(BRIEF): Reproduce verbatim the lines of the material below, starting at the line with "Confirm every instance of the church" and ending at the line with "Confirm every instance of the village", both inclusive; skip the rest.

++++ SOURCE RECORDS

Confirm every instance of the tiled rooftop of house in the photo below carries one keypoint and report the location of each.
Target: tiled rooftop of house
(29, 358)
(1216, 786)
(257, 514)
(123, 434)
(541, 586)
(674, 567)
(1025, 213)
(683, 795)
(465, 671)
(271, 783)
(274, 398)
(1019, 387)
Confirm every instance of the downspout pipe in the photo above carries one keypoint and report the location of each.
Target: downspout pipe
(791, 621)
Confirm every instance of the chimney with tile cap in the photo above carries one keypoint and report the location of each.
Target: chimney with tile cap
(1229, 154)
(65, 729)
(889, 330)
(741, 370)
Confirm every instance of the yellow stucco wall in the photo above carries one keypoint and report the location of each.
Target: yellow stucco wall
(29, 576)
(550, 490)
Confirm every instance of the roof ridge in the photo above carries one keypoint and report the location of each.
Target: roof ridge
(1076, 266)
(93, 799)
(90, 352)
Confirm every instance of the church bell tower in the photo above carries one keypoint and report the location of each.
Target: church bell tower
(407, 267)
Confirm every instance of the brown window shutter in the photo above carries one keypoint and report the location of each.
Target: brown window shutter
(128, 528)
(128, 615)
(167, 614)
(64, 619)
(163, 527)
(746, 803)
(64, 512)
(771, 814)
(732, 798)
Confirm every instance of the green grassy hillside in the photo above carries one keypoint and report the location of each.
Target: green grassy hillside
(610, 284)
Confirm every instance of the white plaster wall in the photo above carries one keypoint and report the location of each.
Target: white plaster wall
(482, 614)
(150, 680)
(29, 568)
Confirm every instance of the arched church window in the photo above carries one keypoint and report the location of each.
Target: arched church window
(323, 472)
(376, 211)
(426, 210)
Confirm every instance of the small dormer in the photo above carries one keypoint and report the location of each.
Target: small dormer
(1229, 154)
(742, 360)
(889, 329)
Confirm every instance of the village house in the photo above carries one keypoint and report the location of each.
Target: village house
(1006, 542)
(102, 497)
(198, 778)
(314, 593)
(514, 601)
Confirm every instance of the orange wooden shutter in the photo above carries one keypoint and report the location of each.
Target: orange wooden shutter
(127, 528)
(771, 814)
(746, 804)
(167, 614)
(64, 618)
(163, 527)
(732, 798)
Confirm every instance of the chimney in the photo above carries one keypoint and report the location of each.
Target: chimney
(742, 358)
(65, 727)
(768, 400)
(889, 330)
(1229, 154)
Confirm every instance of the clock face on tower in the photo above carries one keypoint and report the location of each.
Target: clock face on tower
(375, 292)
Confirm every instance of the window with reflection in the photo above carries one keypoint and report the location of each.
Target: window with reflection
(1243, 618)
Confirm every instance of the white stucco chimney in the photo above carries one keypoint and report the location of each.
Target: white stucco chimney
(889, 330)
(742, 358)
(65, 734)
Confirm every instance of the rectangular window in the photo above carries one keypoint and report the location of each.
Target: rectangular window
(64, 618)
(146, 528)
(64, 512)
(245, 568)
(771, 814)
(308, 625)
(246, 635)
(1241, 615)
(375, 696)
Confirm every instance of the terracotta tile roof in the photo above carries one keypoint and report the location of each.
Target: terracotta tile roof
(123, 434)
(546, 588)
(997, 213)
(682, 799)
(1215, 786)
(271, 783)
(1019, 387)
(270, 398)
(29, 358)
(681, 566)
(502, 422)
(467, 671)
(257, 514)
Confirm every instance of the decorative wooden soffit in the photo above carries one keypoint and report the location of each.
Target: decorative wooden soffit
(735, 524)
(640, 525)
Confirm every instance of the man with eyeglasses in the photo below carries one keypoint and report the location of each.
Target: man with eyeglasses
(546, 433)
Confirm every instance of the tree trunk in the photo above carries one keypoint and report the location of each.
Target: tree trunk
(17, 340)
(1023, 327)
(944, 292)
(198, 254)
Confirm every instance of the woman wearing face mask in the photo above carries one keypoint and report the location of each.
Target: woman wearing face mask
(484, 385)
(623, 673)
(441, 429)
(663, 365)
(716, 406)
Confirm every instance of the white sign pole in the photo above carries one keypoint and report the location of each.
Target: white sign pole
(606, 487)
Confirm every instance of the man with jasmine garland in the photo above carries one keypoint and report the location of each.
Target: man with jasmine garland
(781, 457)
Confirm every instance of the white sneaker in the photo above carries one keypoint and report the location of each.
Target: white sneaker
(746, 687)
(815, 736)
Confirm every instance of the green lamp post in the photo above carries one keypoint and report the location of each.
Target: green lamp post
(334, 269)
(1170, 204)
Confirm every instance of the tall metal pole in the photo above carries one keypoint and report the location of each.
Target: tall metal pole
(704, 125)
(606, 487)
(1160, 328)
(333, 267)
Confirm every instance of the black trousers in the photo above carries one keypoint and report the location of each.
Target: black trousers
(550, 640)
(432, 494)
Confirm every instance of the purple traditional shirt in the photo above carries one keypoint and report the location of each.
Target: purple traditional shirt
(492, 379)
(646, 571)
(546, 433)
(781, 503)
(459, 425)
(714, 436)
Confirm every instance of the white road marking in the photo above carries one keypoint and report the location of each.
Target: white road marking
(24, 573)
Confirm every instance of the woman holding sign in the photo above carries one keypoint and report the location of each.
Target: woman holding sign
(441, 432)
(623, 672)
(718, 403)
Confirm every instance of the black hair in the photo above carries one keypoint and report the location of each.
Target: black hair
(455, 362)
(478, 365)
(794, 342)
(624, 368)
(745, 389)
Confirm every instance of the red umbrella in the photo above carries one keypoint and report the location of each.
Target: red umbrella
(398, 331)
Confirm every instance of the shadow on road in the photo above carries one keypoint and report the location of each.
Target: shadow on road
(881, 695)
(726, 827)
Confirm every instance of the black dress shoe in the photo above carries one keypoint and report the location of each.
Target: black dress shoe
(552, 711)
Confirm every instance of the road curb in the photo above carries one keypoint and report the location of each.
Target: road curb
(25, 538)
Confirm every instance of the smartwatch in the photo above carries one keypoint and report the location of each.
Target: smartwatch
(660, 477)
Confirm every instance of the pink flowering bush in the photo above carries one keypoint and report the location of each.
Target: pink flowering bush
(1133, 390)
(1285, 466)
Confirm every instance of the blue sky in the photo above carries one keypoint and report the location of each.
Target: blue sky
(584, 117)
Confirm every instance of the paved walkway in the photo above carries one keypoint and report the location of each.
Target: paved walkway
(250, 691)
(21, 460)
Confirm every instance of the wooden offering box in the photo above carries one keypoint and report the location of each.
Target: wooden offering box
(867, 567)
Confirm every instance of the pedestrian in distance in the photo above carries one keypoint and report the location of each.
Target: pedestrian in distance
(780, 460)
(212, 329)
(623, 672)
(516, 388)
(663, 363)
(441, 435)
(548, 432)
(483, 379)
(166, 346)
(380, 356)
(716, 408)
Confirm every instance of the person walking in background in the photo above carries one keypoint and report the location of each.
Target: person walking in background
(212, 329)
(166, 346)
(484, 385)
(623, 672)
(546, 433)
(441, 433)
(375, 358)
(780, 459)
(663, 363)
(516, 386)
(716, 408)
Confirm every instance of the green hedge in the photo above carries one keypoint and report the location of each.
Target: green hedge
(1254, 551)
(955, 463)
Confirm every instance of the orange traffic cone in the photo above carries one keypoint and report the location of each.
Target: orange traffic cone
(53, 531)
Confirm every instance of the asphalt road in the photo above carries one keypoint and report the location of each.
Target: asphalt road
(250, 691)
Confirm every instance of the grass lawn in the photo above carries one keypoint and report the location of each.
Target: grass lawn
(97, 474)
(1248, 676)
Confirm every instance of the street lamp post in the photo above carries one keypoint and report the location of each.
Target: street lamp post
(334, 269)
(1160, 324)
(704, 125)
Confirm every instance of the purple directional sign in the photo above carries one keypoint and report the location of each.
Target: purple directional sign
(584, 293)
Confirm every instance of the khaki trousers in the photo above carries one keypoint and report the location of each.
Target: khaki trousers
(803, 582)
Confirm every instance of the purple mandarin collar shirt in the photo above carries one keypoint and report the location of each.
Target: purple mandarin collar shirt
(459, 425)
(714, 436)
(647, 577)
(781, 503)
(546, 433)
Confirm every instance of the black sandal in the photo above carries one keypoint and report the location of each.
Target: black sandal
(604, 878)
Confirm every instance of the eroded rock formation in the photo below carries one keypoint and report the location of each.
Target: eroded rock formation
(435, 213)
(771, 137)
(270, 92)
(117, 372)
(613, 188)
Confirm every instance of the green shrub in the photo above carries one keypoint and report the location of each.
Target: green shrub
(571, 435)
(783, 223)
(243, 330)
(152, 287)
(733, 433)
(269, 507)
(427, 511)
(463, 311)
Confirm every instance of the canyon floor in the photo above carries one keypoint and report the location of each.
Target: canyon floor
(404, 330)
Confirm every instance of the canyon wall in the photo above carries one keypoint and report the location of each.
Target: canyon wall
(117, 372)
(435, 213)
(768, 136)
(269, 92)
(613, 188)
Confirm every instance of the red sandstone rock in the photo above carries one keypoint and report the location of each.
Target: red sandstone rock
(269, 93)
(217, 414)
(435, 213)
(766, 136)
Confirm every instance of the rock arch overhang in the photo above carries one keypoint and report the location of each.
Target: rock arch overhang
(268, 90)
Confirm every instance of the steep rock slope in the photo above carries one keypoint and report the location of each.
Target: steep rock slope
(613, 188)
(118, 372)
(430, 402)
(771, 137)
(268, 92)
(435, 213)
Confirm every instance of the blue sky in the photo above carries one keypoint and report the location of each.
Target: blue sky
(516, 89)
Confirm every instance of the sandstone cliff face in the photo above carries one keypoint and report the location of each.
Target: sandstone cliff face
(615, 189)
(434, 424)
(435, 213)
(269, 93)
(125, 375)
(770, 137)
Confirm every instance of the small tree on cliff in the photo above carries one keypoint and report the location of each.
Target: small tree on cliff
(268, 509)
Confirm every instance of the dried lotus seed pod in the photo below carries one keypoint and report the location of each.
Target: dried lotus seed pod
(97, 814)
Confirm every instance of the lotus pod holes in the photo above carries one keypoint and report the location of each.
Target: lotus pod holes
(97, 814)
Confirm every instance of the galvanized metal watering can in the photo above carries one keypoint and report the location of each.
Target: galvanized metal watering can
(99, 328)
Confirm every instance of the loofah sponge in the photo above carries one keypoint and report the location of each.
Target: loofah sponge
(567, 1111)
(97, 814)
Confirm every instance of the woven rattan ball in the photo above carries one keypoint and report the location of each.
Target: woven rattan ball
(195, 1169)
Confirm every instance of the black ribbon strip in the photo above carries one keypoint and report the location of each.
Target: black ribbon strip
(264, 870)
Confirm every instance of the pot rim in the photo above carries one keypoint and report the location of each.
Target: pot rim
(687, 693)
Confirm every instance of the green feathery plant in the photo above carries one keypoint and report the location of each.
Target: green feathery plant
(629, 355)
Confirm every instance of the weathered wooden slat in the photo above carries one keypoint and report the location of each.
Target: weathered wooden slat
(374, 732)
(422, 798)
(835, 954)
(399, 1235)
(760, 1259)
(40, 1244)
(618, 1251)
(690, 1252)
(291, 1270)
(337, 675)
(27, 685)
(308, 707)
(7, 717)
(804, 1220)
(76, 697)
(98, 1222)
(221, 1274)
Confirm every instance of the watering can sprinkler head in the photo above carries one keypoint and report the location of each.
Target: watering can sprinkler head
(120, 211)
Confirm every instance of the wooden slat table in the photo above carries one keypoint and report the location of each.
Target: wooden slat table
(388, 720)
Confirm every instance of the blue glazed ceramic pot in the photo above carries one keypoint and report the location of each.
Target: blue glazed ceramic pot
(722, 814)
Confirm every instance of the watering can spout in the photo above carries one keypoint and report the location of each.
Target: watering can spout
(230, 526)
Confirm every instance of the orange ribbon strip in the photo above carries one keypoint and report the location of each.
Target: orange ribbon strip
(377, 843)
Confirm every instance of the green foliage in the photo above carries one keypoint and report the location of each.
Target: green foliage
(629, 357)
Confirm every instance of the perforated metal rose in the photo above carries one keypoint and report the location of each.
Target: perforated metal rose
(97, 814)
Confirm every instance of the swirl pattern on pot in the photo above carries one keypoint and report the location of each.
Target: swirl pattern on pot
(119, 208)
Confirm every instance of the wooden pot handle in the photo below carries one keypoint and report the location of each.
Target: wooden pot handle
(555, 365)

++++++++

(REPLY):
Confirm every instance of the church bell tower in the photo above carries one keypoint and report the location of each.
Target: church bell tower
(407, 267)
Confirm every instance of the brown window shutter in the photo above carries one keypoint and report the location of each.
Target: brown window shutter
(128, 528)
(128, 615)
(167, 614)
(64, 619)
(163, 527)
(746, 803)
(64, 512)
(771, 814)
(732, 798)
Confirm every instance of the green grassy hillside in the photo above carries one keypoint and report the location of each.
Target: green grassy hillside
(610, 284)
Confirm every instance of the white plaster wall in the photo above carries one keypoint and report the location of each.
Target: white plaster wall
(482, 614)
(150, 680)
(29, 568)
Confirm every instance of the arched church window in the photo above carries one keypoint and report the location of each.
Target: arched church window
(323, 472)
(376, 211)
(426, 210)
Confirm every instance of the small dormer in the photo above carries one keypoint and report the location of each.
Target: small dormer
(1229, 154)
(742, 360)
(889, 329)
Confirm every instance of the village house in the photo above carries one keypoint and report the location of each.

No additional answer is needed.